= Aufgabenstellung =
Zeige jede Zeile der Einträge, in der die Zeichenfolge „building“ vorkommt. Achte dabei auf Groß- und Kleinschreibung.

Datensätze zur Beschriftung und Segmentierung:

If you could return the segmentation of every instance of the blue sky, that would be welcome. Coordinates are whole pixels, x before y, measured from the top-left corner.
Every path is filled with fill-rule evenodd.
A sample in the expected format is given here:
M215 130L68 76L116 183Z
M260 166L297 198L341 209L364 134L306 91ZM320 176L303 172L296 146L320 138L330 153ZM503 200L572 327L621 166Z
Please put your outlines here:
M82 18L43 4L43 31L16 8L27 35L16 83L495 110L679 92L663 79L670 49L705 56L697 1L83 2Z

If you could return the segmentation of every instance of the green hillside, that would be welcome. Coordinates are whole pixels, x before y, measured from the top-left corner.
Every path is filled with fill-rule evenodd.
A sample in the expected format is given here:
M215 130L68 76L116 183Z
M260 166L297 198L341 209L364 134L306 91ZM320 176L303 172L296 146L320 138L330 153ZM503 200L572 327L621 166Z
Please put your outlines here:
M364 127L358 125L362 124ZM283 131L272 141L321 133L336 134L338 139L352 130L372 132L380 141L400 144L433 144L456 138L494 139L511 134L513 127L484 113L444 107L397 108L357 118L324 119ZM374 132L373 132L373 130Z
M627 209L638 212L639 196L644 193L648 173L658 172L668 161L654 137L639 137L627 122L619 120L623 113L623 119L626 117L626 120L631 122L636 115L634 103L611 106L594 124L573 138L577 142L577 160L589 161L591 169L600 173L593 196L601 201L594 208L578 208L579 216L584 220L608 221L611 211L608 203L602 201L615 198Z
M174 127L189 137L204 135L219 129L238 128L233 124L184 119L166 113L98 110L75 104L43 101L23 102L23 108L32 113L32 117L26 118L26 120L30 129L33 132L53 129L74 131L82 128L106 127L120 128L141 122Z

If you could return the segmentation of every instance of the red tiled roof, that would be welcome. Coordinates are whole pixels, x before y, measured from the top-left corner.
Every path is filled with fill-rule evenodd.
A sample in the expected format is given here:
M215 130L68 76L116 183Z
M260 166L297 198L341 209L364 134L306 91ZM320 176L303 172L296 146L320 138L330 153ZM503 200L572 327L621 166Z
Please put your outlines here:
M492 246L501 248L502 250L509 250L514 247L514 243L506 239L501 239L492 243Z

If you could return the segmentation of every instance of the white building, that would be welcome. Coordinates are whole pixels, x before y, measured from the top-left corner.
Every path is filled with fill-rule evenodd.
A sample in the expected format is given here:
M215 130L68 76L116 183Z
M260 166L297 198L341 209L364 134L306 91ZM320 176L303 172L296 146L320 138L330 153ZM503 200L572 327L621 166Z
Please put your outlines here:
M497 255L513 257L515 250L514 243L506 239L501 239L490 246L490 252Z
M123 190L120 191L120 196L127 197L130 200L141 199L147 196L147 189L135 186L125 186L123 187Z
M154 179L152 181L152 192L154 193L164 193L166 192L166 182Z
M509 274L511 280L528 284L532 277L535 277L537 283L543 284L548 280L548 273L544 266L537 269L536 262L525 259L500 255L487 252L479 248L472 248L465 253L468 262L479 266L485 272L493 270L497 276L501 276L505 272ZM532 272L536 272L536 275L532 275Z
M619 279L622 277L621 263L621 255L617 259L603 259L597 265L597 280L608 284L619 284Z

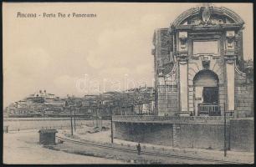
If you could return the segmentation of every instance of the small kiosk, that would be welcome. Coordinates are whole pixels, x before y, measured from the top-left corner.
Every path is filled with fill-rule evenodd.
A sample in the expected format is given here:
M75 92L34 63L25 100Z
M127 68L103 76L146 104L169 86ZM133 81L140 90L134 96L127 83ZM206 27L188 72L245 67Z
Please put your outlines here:
M39 144L51 145L56 144L55 134L58 133L56 129L40 129L39 133Z

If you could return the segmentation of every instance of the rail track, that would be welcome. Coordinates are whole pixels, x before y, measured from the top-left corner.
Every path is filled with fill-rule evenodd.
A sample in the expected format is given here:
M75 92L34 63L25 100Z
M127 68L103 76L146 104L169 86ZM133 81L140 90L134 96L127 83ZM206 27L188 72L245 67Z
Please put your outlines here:
M112 150L115 149L115 150L130 152L130 153L135 153L135 154L137 153L137 150L131 149L117 148L117 147L104 145L104 144L94 144L94 143L84 142L84 141L77 141L77 140L73 140L73 139L67 139L67 138L63 138L63 137L60 137L60 136L56 136L56 138L58 138L61 140L64 140L64 141L71 142L71 143L74 143L74 144L82 144L82 145L90 145L90 146L95 146L95 147L98 147L98 148L108 149L112 149ZM167 154L167 153L156 153L156 152L151 152L151 151L141 151L141 153L143 154L147 154L147 155L157 155L157 156L170 157L170 158L172 157L172 158L177 158L177 159L183 159L209 162L209 163L242 164L242 163L238 163L238 162L228 161L228 160L204 159L204 158L184 156L184 155L176 155L176 154Z

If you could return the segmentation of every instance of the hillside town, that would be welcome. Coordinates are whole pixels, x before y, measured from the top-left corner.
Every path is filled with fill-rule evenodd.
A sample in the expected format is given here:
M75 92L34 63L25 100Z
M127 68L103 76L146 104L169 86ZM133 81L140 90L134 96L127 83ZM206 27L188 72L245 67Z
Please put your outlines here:
M110 114L152 114L154 98L153 88L146 86L123 92L88 94L82 98L69 94L65 98L59 98L46 90L39 90L11 104L4 109L4 116L69 117L70 106L72 111L75 110L75 114L88 119L97 112L102 117Z

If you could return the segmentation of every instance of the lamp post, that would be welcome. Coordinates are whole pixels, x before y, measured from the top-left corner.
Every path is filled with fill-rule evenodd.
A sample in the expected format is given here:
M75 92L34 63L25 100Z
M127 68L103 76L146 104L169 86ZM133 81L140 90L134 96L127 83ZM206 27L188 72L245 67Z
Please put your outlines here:
M164 79L164 86L165 86L165 92L164 92L164 94L165 94L165 114L166 114L166 104L167 104L167 103L166 103L166 76L162 73L159 73L159 77L161 77L161 78L163 78L163 79Z
M73 124L72 124L72 111L71 111L71 105L69 105L69 104L68 104L68 102L65 101L65 103L64 103L64 107L69 108L69 111L70 111L70 124L71 124L71 135L73 136Z
M110 113L111 113L111 144L113 144L114 134L113 134L113 112L112 112L112 105L110 104Z

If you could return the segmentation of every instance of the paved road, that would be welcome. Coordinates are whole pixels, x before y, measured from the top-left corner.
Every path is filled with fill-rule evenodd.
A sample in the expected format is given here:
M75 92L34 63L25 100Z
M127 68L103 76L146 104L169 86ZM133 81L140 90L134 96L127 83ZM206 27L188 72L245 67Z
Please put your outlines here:
M38 145L35 130L3 134L4 164L121 164L119 160L56 151Z

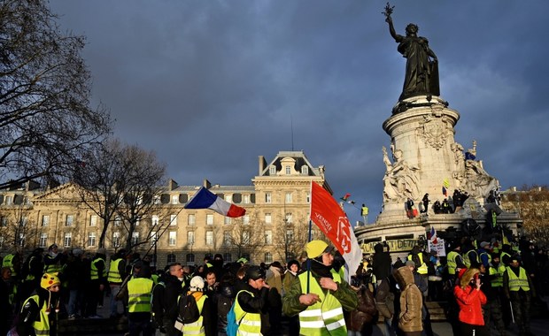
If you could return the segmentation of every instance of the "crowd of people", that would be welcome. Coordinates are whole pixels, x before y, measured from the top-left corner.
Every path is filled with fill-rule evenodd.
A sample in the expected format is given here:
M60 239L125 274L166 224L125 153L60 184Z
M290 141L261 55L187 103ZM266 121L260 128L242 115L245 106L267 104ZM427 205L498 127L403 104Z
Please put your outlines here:
M530 335L530 307L547 287L547 255L530 241L514 248L464 237L445 256L416 246L393 263L375 246L348 283L334 248L312 241L299 260L282 265L206 257L163 270L124 249L107 256L37 248L23 262L4 257L0 332L56 335L61 319L128 320L128 335L227 336L234 316L241 335L433 335L428 301L447 302L454 335L506 335L513 322ZM108 305L109 317L97 308ZM229 312L234 312L233 315ZM113 320L114 321L114 320ZM114 323L114 322L113 322ZM229 335L231 336L231 335Z

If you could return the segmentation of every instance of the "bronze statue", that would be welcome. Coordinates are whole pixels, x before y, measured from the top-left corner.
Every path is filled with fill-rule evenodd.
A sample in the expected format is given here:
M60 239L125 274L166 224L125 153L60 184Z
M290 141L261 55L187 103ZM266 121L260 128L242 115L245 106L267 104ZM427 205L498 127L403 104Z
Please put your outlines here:
M398 34L390 17L393 8L387 3L383 13L385 22L389 23L390 35L398 43L397 50L406 58L404 88L398 101L414 95L440 95L437 59L429 48L429 41L417 35L418 27L413 23L406 27L406 36Z

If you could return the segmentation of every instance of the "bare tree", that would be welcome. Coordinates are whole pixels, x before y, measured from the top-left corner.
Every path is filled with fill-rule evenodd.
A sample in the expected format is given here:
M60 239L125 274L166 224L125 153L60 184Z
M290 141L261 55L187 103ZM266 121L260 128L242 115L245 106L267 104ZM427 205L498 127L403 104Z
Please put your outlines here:
M47 1L0 4L0 188L62 180L109 132L89 105L82 36L62 34Z

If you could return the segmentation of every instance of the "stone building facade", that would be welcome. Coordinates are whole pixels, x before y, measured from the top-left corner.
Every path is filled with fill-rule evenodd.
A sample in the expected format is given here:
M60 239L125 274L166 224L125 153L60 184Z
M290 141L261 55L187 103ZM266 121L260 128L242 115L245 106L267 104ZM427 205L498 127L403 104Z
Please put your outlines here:
M155 206L128 233L116 217L105 233L107 254L127 246L148 255L157 267L171 262L201 264L207 255L225 261L241 256L252 263L298 257L308 239L311 182L331 192L324 167L313 166L302 151L281 151L270 162L259 157L250 186L203 185L228 202L246 209L239 218L185 204L202 186L179 186L170 179L153 197ZM57 243L59 250L95 253L103 220L83 202L78 186L66 183L43 190L35 183L0 191L0 251L28 253ZM319 232L313 228L313 238ZM155 259L156 258L156 259Z

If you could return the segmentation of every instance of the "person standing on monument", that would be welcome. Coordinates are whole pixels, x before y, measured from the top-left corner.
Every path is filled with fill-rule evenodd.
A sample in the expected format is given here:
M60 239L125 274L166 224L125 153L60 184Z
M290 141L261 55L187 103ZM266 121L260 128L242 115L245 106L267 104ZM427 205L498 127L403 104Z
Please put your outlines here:
M390 12L386 12L385 16L385 22L389 24L389 33L398 43L397 50L406 58L404 87L398 100L421 95L439 95L437 66L438 60L433 50L429 48L429 41L417 35L419 28L413 23L406 26L406 36L398 34L392 24Z

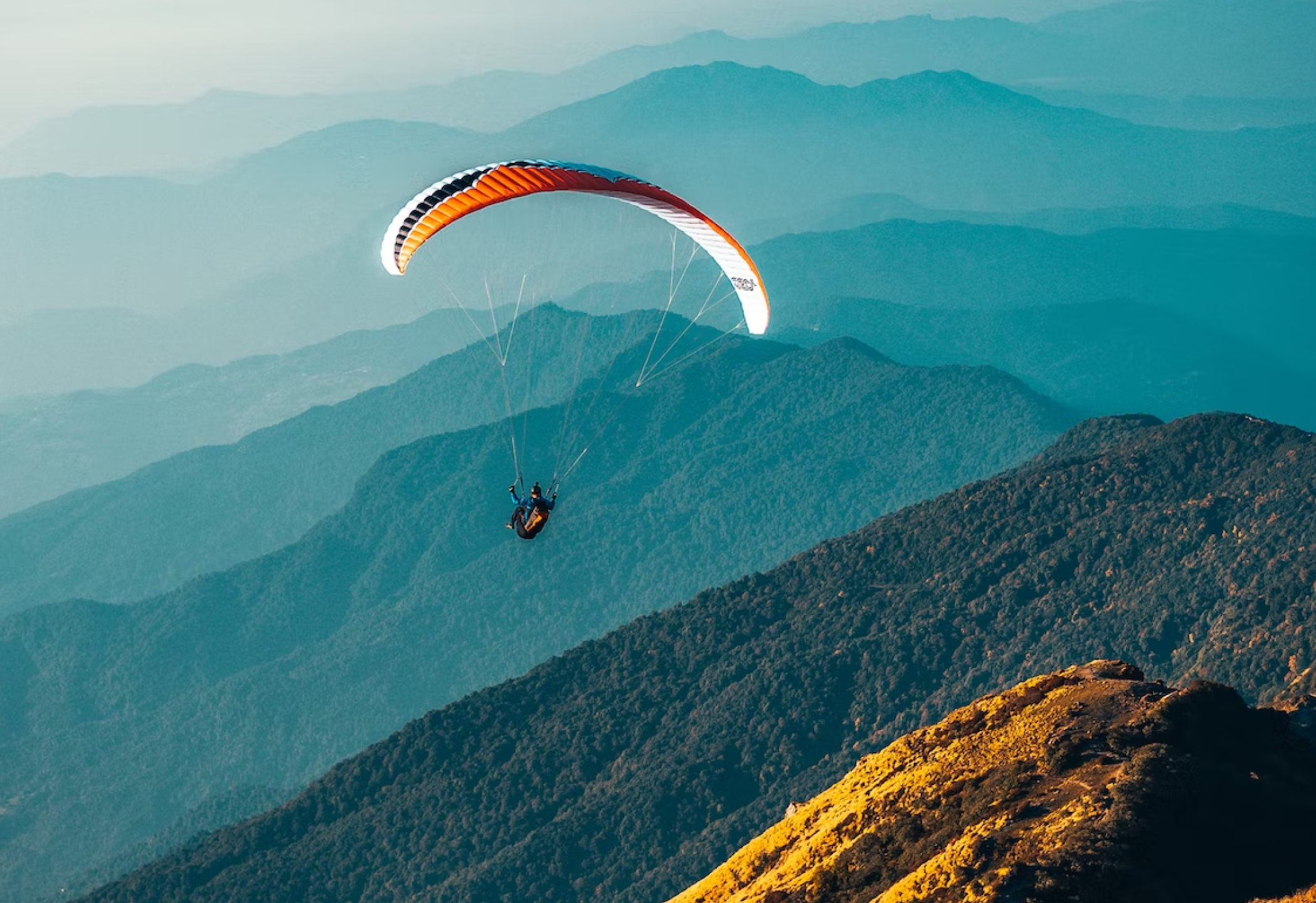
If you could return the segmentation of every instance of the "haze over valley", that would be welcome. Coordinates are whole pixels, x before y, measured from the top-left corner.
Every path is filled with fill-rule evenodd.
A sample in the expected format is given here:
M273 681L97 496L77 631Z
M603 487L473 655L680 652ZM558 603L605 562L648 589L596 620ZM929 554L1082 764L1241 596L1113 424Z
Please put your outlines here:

= Antwort zur Aufgabe =
If you could return the segmentation of every instance of the white building, that would be welcome. Coordinates are whole pixels, x before y, measured from the top-left corner.
If you could return the segmentation of every instance of the "stone building facade", that would be welcome. Coordinates are whole pixels, x before y, measured from the top-left corner.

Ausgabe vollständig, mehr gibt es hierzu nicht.